Copy the lines again, beginning at the line that has "search: nose" and stopping after the one that has "top-left (229, 229), bottom-right (387, 326)". Change "gray hair" to "silver hair" and leave everything else as it is.
((
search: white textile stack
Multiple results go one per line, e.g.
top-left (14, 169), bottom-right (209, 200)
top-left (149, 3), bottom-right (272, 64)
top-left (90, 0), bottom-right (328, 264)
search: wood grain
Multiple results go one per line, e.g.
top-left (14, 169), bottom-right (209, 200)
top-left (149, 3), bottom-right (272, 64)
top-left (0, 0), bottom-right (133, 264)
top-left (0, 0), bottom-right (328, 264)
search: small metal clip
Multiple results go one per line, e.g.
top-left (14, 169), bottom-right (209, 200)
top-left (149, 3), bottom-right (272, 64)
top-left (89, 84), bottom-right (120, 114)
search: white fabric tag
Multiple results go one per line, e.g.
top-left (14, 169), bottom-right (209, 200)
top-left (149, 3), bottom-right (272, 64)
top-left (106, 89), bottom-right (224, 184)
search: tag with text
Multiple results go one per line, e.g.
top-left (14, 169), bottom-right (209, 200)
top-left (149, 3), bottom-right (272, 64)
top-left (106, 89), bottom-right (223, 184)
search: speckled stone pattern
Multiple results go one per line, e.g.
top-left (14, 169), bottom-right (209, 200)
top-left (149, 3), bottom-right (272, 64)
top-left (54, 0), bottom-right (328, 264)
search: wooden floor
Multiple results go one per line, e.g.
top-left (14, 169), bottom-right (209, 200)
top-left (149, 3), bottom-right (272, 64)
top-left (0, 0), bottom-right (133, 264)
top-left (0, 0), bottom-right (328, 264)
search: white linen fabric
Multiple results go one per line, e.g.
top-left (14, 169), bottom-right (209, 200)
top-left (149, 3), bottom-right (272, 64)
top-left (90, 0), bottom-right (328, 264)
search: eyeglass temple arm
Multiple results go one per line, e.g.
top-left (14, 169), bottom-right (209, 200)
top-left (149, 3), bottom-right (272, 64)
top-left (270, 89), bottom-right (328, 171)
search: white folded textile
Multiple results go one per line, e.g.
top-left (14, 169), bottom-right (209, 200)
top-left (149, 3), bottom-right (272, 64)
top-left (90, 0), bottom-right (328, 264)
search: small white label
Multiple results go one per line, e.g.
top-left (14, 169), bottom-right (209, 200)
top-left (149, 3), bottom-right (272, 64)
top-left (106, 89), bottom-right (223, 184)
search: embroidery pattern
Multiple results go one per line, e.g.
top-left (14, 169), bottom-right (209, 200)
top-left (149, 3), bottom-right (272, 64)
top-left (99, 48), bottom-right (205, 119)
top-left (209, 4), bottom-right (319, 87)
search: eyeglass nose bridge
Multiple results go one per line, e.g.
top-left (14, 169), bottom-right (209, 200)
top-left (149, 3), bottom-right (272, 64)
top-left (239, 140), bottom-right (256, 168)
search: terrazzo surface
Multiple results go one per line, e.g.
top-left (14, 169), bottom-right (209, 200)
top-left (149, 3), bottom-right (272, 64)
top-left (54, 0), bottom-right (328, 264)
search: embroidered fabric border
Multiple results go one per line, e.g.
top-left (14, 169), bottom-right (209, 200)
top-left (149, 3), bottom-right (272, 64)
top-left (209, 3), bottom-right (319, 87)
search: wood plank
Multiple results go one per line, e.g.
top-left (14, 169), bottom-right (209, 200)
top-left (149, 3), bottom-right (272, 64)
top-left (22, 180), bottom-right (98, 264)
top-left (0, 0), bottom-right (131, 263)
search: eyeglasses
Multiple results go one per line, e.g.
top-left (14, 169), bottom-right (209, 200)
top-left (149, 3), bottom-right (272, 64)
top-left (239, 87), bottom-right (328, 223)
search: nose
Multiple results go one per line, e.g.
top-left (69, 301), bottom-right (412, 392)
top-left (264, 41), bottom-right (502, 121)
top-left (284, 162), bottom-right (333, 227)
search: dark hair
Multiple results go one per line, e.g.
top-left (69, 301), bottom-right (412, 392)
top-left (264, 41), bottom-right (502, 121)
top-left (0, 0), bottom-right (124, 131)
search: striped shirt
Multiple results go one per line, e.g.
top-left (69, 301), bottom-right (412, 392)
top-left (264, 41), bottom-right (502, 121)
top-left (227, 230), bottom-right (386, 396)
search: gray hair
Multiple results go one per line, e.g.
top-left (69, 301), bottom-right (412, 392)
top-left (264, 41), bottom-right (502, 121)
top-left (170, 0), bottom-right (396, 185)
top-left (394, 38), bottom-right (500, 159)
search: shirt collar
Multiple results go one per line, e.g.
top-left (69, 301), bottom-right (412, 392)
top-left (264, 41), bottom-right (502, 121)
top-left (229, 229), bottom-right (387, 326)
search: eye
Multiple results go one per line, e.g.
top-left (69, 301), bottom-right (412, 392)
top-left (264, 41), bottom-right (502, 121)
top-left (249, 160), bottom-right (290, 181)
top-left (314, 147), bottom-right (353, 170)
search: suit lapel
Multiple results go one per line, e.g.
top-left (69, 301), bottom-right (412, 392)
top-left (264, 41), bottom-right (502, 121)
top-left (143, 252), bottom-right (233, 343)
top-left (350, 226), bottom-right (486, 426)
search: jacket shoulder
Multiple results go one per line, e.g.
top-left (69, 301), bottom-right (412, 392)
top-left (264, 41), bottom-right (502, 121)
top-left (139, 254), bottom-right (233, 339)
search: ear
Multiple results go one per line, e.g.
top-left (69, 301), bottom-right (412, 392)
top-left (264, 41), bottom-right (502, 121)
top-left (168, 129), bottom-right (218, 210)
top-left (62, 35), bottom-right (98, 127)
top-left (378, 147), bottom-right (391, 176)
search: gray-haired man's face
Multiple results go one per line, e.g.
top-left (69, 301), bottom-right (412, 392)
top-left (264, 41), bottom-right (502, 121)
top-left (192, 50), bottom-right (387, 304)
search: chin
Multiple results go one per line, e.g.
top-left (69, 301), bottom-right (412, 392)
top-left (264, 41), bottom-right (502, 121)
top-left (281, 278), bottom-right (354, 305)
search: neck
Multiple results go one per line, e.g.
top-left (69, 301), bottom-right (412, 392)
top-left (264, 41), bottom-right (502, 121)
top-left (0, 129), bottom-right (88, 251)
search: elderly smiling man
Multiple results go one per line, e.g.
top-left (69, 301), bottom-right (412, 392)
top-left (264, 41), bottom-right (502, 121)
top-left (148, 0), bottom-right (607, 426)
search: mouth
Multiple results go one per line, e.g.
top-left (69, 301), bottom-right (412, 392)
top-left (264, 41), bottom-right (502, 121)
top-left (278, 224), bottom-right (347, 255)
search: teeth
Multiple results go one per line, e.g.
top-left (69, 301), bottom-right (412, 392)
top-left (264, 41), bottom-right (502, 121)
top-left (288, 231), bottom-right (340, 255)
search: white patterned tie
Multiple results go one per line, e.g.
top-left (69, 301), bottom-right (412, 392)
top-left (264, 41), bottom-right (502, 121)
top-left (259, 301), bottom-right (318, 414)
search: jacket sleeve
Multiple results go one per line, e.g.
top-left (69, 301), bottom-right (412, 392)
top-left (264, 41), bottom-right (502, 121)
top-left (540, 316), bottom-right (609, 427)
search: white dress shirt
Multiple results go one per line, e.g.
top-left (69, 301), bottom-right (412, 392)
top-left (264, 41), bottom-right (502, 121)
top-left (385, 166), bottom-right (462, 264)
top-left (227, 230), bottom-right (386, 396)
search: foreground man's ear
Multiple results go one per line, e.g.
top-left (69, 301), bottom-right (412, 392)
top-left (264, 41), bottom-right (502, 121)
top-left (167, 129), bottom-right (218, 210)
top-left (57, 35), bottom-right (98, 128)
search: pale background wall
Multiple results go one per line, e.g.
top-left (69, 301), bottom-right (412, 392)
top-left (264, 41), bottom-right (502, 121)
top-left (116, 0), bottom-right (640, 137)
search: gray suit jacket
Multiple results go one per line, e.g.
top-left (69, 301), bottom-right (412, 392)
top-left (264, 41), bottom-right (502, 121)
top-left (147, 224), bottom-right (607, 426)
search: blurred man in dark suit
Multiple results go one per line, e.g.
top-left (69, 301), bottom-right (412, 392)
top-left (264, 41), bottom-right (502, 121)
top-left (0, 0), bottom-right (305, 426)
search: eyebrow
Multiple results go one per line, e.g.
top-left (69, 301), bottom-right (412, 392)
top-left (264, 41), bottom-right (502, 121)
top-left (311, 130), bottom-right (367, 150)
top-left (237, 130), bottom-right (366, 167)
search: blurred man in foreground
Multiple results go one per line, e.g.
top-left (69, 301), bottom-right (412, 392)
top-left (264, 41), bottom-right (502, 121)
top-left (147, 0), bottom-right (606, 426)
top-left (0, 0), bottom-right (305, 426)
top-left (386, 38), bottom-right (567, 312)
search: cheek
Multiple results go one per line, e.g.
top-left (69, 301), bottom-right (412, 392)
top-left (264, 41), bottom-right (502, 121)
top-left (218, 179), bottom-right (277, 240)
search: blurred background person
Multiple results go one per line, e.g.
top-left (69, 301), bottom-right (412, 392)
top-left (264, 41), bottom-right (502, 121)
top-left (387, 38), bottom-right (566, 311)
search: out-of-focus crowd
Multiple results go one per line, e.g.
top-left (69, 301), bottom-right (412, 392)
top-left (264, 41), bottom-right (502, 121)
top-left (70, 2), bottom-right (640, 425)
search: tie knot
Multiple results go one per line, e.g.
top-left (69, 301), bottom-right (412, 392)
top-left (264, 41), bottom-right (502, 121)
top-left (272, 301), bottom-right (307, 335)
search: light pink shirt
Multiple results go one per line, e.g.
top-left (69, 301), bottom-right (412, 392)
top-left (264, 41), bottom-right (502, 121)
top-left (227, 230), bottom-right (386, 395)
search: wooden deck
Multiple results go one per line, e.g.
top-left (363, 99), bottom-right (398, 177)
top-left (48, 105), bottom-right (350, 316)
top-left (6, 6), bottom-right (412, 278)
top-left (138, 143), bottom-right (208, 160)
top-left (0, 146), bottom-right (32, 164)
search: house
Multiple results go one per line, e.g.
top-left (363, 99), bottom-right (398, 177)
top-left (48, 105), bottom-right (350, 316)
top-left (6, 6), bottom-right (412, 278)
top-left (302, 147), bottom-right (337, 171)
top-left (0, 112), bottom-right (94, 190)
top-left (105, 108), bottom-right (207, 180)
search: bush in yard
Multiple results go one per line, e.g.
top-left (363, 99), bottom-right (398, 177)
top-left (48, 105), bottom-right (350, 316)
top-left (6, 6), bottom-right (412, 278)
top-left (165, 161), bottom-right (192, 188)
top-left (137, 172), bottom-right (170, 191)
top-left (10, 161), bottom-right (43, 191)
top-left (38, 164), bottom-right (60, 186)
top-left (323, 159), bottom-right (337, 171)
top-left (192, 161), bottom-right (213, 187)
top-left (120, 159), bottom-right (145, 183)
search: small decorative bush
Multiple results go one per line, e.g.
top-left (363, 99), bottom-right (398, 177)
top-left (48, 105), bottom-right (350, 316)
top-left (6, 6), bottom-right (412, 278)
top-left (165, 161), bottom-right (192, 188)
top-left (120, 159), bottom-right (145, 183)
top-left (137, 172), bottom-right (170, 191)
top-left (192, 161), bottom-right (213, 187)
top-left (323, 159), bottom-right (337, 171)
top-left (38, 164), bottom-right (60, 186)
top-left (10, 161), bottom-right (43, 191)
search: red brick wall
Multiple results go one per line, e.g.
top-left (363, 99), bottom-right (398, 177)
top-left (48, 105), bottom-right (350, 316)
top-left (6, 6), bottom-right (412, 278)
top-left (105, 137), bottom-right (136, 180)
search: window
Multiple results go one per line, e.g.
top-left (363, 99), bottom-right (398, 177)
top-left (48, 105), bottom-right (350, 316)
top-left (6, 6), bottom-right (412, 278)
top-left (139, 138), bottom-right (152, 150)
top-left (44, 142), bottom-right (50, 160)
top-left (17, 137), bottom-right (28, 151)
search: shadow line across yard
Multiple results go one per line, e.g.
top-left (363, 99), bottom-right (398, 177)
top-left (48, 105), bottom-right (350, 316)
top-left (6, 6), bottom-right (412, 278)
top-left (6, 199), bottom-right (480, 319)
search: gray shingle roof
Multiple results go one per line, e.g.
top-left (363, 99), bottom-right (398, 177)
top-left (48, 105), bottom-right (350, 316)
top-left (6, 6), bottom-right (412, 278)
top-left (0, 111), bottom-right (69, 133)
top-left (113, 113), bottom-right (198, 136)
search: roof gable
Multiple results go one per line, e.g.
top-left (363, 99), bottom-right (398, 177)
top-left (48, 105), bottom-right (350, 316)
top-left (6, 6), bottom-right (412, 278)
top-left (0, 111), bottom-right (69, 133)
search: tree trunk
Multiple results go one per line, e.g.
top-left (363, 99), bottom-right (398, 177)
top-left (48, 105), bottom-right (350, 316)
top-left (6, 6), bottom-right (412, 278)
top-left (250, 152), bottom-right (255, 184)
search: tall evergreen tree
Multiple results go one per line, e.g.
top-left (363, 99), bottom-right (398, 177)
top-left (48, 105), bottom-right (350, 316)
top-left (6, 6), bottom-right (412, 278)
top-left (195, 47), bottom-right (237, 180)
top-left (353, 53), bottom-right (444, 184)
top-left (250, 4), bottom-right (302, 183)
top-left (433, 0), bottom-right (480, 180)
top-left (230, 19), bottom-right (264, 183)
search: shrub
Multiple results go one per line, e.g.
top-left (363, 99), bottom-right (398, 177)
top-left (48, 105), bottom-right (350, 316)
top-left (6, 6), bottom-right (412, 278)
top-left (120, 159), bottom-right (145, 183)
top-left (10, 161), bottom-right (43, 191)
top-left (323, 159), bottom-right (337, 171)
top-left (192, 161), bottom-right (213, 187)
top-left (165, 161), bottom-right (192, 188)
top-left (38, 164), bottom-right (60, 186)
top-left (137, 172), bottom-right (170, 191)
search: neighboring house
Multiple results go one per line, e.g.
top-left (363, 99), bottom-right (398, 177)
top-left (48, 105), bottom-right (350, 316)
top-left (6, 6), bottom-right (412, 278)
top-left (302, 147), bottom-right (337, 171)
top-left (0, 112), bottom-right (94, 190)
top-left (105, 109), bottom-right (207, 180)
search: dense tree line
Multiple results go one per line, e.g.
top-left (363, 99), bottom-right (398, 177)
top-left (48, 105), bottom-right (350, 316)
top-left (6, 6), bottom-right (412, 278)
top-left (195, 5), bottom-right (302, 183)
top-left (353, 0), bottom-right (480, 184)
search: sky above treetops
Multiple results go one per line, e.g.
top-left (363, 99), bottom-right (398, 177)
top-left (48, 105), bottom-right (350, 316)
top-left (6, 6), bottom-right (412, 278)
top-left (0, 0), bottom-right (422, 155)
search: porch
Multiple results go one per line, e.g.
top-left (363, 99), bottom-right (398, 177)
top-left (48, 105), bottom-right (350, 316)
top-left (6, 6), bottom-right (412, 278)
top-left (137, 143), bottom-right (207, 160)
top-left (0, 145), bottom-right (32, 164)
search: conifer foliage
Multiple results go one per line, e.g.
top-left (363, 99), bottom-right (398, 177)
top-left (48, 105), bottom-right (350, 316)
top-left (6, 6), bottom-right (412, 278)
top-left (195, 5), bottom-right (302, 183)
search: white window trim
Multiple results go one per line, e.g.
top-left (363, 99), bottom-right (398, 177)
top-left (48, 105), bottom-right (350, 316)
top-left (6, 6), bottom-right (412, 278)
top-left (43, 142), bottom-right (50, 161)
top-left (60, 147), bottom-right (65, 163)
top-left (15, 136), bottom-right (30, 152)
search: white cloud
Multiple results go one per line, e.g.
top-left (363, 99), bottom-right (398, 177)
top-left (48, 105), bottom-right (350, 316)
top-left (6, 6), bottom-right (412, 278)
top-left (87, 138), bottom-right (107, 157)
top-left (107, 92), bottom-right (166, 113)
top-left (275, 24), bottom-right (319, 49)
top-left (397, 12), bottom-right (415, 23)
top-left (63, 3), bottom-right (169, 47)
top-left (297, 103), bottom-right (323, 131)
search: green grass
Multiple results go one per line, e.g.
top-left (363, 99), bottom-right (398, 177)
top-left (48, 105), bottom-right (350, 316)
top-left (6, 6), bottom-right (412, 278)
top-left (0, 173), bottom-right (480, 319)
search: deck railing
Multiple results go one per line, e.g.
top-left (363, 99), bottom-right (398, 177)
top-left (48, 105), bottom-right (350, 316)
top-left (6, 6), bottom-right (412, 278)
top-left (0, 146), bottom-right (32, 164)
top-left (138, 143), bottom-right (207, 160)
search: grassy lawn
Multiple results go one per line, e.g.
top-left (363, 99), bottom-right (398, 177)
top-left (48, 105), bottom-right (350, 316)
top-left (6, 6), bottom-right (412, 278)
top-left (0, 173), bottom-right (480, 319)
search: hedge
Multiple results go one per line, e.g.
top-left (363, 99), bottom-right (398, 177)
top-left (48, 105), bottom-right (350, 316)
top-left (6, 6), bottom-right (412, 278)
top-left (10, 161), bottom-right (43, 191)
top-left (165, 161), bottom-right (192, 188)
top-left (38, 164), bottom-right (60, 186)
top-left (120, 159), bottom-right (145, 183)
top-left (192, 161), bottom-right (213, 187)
))
**Response to this exercise:**
search: nose
Multiple results go one per line, e.g.
top-left (69, 301), bottom-right (412, 392)
top-left (264, 41), bottom-right (502, 121)
top-left (284, 162), bottom-right (333, 227)
search: dark hair
Multiple results go one per line, e.g.
top-left (69, 301), bottom-right (412, 392)
top-left (264, 41), bottom-right (502, 121)
top-left (0, 0), bottom-right (124, 131)
search: striped shirt
Multiple results go one per line, e.g.
top-left (69, 301), bottom-right (412, 392)
top-left (264, 41), bottom-right (502, 121)
top-left (227, 230), bottom-right (386, 396)
search: silver hair
Multiple results go one per line, e.g.
top-left (69, 301), bottom-right (412, 392)
top-left (264, 41), bottom-right (502, 121)
top-left (170, 0), bottom-right (396, 185)
top-left (394, 38), bottom-right (500, 159)
search: shirt collar
Multiple results go one per line, e.g.
top-left (69, 301), bottom-right (412, 392)
top-left (264, 41), bottom-right (502, 121)
top-left (229, 229), bottom-right (387, 326)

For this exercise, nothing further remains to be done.